[Natural language region descriptions]

******

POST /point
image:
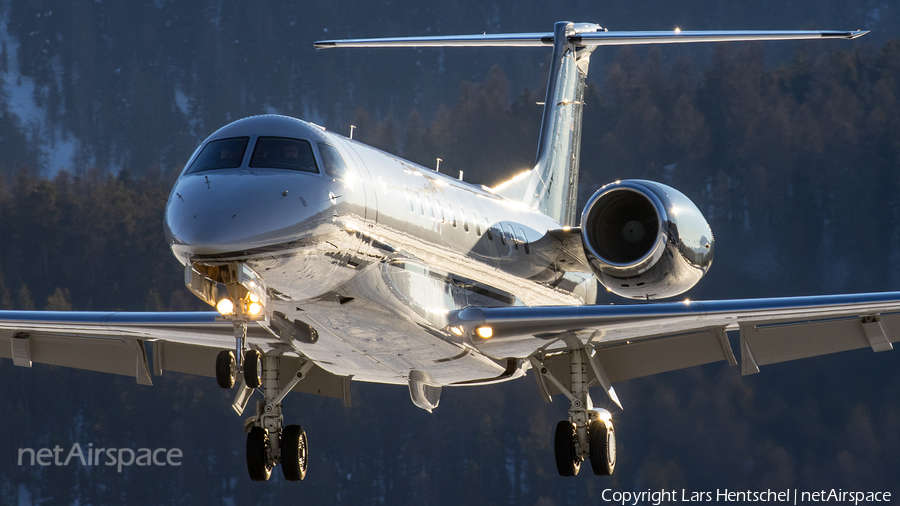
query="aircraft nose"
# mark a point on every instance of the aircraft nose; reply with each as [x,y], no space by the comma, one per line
[211,214]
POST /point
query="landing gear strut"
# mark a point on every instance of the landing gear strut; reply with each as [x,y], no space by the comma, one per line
[269,441]
[588,433]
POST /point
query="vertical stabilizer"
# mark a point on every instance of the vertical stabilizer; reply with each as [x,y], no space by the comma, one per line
[553,184]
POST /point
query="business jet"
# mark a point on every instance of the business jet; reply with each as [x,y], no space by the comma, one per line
[329,261]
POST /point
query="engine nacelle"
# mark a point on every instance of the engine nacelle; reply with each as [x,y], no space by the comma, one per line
[645,240]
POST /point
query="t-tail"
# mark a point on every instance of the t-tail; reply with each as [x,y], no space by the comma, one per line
[552,185]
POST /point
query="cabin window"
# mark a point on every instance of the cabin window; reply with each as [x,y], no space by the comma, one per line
[430,206]
[332,163]
[524,239]
[511,235]
[440,209]
[284,153]
[220,154]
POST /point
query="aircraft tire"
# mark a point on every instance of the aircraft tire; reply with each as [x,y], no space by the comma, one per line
[603,448]
[225,369]
[294,453]
[257,462]
[567,463]
[253,368]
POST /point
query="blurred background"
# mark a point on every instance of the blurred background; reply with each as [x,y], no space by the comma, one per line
[790,149]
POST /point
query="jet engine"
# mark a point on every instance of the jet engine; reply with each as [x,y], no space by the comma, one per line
[645,240]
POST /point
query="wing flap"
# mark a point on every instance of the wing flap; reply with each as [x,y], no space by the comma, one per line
[114,343]
[124,357]
[639,339]
[776,342]
[649,357]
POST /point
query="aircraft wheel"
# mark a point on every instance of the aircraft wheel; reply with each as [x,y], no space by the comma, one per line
[257,461]
[294,453]
[567,463]
[603,447]
[253,368]
[226,369]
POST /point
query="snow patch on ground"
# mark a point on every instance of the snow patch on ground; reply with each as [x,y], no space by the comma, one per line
[56,147]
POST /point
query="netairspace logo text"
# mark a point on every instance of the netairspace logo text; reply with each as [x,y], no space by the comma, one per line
[789,496]
[90,456]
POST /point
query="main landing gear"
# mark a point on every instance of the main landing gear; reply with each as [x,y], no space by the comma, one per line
[588,433]
[269,441]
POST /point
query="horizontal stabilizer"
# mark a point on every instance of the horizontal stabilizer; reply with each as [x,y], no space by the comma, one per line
[601,38]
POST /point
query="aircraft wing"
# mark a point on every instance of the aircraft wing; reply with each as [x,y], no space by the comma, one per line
[127,343]
[600,38]
[637,340]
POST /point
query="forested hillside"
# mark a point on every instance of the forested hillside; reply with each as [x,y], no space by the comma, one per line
[791,151]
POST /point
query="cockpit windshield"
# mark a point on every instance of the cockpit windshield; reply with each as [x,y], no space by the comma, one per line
[284,153]
[220,154]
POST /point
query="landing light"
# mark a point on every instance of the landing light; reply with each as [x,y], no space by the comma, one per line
[225,306]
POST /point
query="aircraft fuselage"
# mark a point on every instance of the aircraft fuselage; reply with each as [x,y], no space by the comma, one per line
[373,255]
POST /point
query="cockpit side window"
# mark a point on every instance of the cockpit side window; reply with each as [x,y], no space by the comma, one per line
[284,153]
[220,154]
[332,162]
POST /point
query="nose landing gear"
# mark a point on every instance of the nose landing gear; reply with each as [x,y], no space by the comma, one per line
[269,441]
[588,433]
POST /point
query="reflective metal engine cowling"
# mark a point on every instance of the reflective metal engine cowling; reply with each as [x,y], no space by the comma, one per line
[645,240]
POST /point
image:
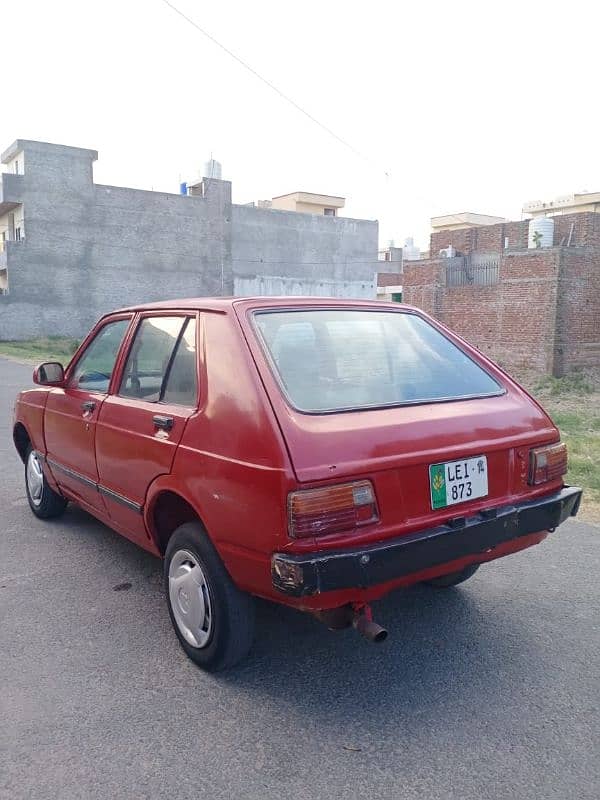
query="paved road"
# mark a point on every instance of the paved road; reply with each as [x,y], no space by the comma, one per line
[487,691]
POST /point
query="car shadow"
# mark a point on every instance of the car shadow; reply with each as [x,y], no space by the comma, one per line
[446,647]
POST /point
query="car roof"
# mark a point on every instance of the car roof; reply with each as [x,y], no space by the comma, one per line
[223,304]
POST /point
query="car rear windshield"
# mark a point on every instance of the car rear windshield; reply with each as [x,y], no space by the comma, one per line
[338,360]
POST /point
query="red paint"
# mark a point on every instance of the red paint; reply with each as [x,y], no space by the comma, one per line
[235,458]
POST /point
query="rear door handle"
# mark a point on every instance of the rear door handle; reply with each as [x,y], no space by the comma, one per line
[166,423]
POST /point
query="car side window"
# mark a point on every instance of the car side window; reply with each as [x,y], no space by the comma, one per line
[181,386]
[150,357]
[94,369]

******

Task brief:
The answer should match the data above word for word, with no pictures in it.

Response for this exercise:
POST /point
image:
query="aircraft nose"
# mark a point on every instance of the aircraft nose; reply with each as [x,y], no space by the comma, one per line
[211,214]
POST /point
query="landing gear strut"
# mark a point on every instance of the landing gear strut; reply with each as [x,y], no space by the comma, one per line
[269,441]
[588,433]
POST /point
query="vertical stabilizer"
# mark a point on every instance of the vertical stabilizer; reply with each as [x,y], no space by the comma, one per line
[553,184]
POST /point
query="business jet"
# mark a point on every instance of the business jet; reply with each as [x,y], no space by the comma, one per line
[329,261]
POST /point
query="engine nacelle"
# mark a point on every instance of the engine nacelle; reply with each as [x,y], no space by the comma, one per line
[645,240]
POST /point
query="t-tail"
# mark a point on every instance of the t-tail; reply with each as [x,y], no space by the comma, one per line
[552,185]
POST /point
query="cabin window"
# mark a point on every instance of the cabin window; reply with each as [x,y], no space by the comma, one per line
[430,206]
[332,163]
[524,239]
[511,235]
[440,209]
[284,153]
[220,154]
POST /point
query="aircraft tire"
# mark a point on every instance of the aircraft tire; reply with each as [x,y], no space by the comma, one per line
[603,448]
[225,369]
[294,453]
[257,462]
[567,463]
[253,368]
POST /point
query="blurred background"
# mark a point on every instance of the blurred background; reply with each as [x,y], no space by the comma, one per line
[790,149]
POST /point
query="jet engine"
# mark a point on every instance of the jet engine; reply with each as [x,y], no space by the comma, one per line
[645,240]
POST /point
query="wing flap"
# mark a point on every instance of the wing flap; reply with each as [x,y], no space by the comma, one per line
[114,343]
[124,357]
[639,339]
[776,342]
[649,357]
POST /point
query="aircraft wheel"
# mark a point on every instance of the aircraft wheel; reply with each as [x,y], no space by the comma, one per line
[257,461]
[294,453]
[567,463]
[603,447]
[253,368]
[226,369]
POST /point
query="snow patch on ground"
# mark a point on every instance of the snow patch on ground; reply with each as [x,y], no space by the comma, one per line
[56,147]
POST /point
query="netairspace logo text"
# mark a point on every instance of the netairspace logo text; reply with each as [x,y], no space by the comma, one per line
[789,496]
[90,456]
POST /point
query="main landing gear"
# mark a point on every instance of the main landing gear; reply with each as [x,y], no space by the comma, one per line
[588,433]
[269,441]
POST /point
query="horizontal stabilizer"
# mark a point on every instance of the horizontal stabilizer; reply with each as [x,y], no space by the comma, one per line
[601,38]
POST /point
query="aircraft wing"
# mark a point on every instance of the aircraft wing; reply with each as [x,y], no space by the comma, one per line
[127,343]
[600,38]
[637,340]
POST /point
query="forested hillside"
# mark a point on every instance of the forested hillside; reply with each as [x,y], no space by the comma, one per line
[791,151]
POST /point
query="cockpit windshield"
# mark a point on every instance of the cockpit windshield; reply with each as [x,y], no space by the comma, one per line
[284,153]
[220,154]
POST /point
query="landing light"
# mark a point on every instance of the landing light; reply with each as [x,y], no space by the comma, one per line
[225,306]
POST /point
query="aircraft fuselage"
# mark a point on every instance of the aircraft fuselage; reply with each as [x,y], no space by the comma, one per line
[373,255]
POST /point
query="cockpit side window"
# mark a point on every instance of the cockpit side window; reply with each as [x,y], no space by the comma, one per line
[284,153]
[220,154]
[332,162]
POST /point
query="nose landing gear"
# mark a point on every instance of the nose landing gear; reply with each as [x,y], no space by the comma, one per line
[269,441]
[588,433]
POST /point
query="reflective metal engine cowling"
# mark a point on every instance of the reflective metal engine cowling; reply with each as [x,y], no space by the comma, one per line
[645,240]
POST /point
image:
query="paved road"
# mark a point on every instance of the paved road; reply with each as [x,y], no space by the comma, one per line
[487,691]
POST /point
query="car shadow"
# mark a point on every instance of the car shadow; reply with each as [x,y], no space by the comma, one per line
[446,647]
POST /point
query="car roof"
# mark a point on every instance of the car roof; reply with each as [x,y], no space by the comma, one per line
[223,304]
POST /point
query="car rear windshield"
# mark a point on every instance of the car rear windshield; reply with each as [x,y], no space by the comma, one per line
[338,360]
POST /point
query="red paint"
# mark a point on every instance of the red paint; reply with each as [x,y], no space by the comma, one per line
[235,458]
POST /point
query="rear door handle"
# mark a point on every instance of the rear door handle; reply with each as [x,y], no space by the comma, one per line
[166,423]
POST /point
query="car side window"
# mark a point on every instance of the car side window; reply with each as [x,y], no space by the comma, one per line
[181,386]
[150,357]
[94,369]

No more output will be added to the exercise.